- Text passage
****************

Public university in Bandırma, Balıkesir, Turkey

Bandırma Onyedi Eylül University is a state university established in 2015 in Bandırma, Balıkesir, Turkey.

== History ==
The roots of Bandırma University date back to the Bandırma Faculty of Economics and Administrative Science of Balıkesir University, established in 1993. After the legal establishment of Bandırma Onyedi Eylül University in 2015, the Faculties of Economics and Administrative Sciences, Maritime Studies, Health Sciences in Bandırma, the Gönen Geothermic Institute and the vocational schools in Bandırma, Erdek, Manyas and Gönen were transferred from Balıkesir University to the Bandırma 17 Eylül University. Additionally, the Faculty of Agriculture, Ömer Seyfettin Faculty of Applied Sciences, The School of Foreign Languages, Institutes of Social Science, Science and Health Sciences were newly founded

== Academic Units ==

=== Faculties ===
- Faculty of Economics and Administrative Sciences
- Maritime Faculty
- Ömer Seyfettin Faculty of Applied Sciences
- Faculty of Health Sciences
- Faculty of Engineering and Natural Sciences
- Faculty of Humanities and Social Sciences
- Faculty of Sport Sciences
- Faculty of Medicine
- Faculty of Architecture and Design
- Faculty of Islamic Sciences

=== Institutes ===
- Gönen Geothermic Institute
- Institute of Social Sciences
- Institute of Science and Technology
- Institute of Health Sciences

=== School of Foreign Languages ===
- School of Foreign Languages

=== Vocational Schools ===
- Bandırma Vocational School of Justice
- Bandırma Vocational School
- Vocational School of Health Services
- Erdek Vocational School
- Gönen Vocational School
- Manyas Vocational School
- Susurluk Vocational School
- Bandırma OSB Technical Vocational School

==Rector==

Prof. Dr. Süleyman ÖZDEMİR, among the candidates recommended by the Council of Higher Education (Turkey), has been appointed as the Rector of Bandırma Onyedi Eylül University, according to Article 13 of the Constitution of the Republic of Turkey and Article 13 of the Law on Higher Education No. 2547.

****************

- Source information
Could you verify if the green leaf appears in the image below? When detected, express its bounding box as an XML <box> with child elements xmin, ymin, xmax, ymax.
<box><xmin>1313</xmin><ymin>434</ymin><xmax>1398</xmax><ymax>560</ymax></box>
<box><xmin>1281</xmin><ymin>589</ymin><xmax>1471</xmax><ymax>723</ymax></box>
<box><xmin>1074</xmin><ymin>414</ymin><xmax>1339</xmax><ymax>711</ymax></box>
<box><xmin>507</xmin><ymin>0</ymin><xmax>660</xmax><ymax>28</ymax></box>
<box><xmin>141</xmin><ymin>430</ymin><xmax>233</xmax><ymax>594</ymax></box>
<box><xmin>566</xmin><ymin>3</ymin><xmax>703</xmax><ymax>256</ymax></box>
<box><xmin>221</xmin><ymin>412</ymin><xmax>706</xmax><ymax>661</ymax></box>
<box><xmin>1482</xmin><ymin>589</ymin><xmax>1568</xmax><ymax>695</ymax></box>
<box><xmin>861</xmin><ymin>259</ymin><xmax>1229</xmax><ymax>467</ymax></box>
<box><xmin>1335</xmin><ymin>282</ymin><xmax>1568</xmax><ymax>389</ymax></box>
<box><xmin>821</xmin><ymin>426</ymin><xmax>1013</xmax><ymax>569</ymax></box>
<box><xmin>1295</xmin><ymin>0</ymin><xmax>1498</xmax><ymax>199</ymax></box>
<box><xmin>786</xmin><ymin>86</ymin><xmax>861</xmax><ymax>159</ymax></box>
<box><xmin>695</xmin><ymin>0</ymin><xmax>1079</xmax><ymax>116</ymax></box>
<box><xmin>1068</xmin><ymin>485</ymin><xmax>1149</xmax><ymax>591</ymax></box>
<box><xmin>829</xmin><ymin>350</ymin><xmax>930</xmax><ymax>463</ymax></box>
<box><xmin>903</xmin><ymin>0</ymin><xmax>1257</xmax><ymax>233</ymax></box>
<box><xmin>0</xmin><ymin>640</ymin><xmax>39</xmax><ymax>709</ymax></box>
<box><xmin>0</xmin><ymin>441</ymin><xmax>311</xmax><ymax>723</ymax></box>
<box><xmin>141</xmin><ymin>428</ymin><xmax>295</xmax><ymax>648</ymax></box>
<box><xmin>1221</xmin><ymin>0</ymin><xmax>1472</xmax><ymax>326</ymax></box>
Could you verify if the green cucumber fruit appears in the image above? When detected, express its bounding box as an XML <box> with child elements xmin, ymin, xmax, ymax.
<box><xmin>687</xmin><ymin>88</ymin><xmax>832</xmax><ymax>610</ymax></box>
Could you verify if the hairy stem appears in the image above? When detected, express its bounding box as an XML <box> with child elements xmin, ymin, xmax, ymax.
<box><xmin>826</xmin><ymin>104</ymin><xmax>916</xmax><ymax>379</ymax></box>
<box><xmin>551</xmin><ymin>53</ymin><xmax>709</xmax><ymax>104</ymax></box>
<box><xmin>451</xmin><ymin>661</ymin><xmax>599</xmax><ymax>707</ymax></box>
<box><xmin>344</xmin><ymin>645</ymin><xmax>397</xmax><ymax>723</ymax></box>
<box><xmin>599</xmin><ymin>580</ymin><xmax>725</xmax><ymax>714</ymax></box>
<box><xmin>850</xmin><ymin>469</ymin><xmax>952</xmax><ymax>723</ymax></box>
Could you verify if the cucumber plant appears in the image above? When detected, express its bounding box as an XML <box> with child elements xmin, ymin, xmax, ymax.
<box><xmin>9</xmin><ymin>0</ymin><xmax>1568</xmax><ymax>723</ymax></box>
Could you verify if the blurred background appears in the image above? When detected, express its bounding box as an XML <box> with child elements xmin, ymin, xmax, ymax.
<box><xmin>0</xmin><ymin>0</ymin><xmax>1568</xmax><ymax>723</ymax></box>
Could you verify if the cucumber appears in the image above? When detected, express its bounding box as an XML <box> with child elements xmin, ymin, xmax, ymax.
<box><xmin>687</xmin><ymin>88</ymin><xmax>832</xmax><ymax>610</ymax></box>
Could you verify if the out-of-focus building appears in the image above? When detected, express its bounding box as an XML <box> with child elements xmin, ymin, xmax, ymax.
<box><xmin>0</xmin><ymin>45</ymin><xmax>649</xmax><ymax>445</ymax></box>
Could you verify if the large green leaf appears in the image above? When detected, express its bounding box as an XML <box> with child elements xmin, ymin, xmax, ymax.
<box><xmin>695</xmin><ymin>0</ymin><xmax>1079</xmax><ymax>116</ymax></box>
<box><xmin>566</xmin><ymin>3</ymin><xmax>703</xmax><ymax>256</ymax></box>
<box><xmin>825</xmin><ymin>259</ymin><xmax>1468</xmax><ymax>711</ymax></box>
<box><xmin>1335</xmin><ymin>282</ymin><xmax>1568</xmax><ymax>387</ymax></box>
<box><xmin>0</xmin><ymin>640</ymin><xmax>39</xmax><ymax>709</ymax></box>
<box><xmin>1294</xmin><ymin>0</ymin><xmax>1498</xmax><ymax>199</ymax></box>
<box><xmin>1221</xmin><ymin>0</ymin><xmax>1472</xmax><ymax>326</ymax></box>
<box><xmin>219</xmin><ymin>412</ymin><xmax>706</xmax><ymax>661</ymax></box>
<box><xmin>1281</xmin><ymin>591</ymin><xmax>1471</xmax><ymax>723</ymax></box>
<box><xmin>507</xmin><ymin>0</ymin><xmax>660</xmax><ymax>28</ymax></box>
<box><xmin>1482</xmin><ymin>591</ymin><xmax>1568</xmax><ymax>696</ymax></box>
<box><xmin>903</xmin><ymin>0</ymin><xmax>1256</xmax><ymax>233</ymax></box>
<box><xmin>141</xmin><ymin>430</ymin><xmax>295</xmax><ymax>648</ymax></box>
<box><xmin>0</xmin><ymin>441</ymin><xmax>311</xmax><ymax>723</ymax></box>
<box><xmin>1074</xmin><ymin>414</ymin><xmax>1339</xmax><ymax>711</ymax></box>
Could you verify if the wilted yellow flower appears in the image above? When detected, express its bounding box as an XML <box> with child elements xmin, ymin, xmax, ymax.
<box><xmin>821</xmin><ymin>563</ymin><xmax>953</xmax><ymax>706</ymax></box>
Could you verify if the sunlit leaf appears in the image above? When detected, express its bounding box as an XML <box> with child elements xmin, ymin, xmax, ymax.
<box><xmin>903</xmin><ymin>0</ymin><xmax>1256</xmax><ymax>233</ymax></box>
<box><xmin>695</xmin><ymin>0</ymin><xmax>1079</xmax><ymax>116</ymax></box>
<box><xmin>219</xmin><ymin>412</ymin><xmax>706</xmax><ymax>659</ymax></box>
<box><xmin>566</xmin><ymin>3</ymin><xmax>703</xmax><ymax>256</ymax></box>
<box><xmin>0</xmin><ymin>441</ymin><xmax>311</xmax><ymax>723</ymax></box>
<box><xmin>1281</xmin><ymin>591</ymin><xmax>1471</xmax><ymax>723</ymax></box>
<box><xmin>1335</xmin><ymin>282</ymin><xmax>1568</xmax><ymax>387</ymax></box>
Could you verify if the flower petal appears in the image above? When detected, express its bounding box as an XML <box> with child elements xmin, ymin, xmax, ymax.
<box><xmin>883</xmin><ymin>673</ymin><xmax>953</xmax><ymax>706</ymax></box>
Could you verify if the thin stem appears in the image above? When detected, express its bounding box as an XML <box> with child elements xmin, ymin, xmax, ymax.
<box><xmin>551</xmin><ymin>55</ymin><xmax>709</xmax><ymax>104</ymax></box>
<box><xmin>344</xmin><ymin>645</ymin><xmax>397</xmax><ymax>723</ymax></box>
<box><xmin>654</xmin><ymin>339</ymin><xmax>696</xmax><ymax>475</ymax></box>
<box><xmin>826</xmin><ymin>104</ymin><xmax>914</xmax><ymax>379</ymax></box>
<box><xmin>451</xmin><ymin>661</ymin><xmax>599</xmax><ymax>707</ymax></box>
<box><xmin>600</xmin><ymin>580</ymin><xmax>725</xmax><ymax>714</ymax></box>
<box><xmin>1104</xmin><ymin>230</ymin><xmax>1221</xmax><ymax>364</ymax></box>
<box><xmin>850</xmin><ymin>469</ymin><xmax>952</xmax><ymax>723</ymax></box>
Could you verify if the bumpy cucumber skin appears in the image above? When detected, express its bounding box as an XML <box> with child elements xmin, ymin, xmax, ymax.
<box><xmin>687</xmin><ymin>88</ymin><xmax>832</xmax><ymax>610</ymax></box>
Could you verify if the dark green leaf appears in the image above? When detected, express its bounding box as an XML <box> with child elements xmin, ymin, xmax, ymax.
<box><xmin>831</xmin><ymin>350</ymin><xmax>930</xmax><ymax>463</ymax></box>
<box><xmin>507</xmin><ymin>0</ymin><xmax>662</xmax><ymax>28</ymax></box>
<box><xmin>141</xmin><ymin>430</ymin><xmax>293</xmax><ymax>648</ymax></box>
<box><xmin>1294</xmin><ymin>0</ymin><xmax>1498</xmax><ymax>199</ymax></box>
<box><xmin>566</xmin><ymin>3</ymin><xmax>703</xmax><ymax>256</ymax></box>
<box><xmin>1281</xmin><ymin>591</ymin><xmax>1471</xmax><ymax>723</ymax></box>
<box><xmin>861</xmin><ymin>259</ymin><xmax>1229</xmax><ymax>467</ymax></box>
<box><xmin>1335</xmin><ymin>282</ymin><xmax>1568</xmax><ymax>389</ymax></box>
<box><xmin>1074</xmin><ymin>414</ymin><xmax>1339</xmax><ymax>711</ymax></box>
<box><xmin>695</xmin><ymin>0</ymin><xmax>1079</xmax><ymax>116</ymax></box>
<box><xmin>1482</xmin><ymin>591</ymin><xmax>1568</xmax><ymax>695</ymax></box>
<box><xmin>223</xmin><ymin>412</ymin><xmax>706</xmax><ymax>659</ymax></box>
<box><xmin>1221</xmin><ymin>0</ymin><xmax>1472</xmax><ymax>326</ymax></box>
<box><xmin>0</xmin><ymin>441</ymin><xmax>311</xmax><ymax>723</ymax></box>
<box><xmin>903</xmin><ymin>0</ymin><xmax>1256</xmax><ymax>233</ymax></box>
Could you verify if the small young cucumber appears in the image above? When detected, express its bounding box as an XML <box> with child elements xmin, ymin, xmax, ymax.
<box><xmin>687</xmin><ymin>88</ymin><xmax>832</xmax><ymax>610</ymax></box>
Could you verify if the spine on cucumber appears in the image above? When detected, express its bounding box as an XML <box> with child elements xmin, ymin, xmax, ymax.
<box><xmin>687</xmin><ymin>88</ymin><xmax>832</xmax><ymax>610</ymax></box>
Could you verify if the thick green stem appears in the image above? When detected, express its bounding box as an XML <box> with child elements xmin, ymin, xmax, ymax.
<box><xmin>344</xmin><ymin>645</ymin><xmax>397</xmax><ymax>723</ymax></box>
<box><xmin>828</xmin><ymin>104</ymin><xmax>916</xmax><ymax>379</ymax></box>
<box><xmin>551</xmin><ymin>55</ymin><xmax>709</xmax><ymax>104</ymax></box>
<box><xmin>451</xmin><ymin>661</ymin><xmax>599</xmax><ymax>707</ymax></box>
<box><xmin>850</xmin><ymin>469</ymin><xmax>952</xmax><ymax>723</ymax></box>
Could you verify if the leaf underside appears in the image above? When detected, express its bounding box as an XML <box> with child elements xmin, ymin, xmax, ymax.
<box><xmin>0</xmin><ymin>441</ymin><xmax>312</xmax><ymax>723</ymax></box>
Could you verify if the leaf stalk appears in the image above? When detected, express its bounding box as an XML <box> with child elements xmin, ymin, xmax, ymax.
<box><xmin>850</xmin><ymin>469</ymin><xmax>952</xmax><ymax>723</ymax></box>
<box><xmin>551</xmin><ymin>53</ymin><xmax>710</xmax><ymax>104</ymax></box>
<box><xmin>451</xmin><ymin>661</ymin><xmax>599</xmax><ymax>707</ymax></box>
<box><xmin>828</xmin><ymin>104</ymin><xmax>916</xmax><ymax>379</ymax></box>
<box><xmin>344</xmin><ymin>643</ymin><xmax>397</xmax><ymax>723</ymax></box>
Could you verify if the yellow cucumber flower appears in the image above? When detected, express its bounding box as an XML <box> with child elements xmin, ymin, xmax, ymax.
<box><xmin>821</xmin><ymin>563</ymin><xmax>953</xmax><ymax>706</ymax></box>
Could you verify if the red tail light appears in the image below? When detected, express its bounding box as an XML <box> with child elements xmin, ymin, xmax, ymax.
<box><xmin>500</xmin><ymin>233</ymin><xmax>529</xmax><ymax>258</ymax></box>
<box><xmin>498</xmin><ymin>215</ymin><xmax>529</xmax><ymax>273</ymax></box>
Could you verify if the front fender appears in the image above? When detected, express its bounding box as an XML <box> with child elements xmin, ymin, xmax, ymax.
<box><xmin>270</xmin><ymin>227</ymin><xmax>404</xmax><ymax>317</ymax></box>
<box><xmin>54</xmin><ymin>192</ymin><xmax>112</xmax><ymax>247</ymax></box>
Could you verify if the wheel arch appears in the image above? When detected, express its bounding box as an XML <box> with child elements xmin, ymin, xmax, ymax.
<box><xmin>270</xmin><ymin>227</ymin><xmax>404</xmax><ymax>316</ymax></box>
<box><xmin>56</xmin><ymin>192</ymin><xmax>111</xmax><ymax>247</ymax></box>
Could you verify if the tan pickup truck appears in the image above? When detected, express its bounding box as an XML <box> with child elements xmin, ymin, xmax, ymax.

****************

- Task requirements
1/ According to the university text, in what year was the Bandırma Faculty of Economics and Administrative Science of Balıkesir University established?
2/ Extract from the university text the passage that starts at the words "Prof. Dr. Süleyman" and ends after "Education No. 2547.".

- Task results
1/ 1993

2/
Prof. Dr. Süleyman ÖZDEMİR, among the candidates recommended by the Council of Higher Education (Turkey), has been appointed as the Rector of Bandırma Onyedi Eylül University, according to Article 13 of the Constitution of the Republic of Turkey and Article 13 of the Law on Higher Education No. 2547.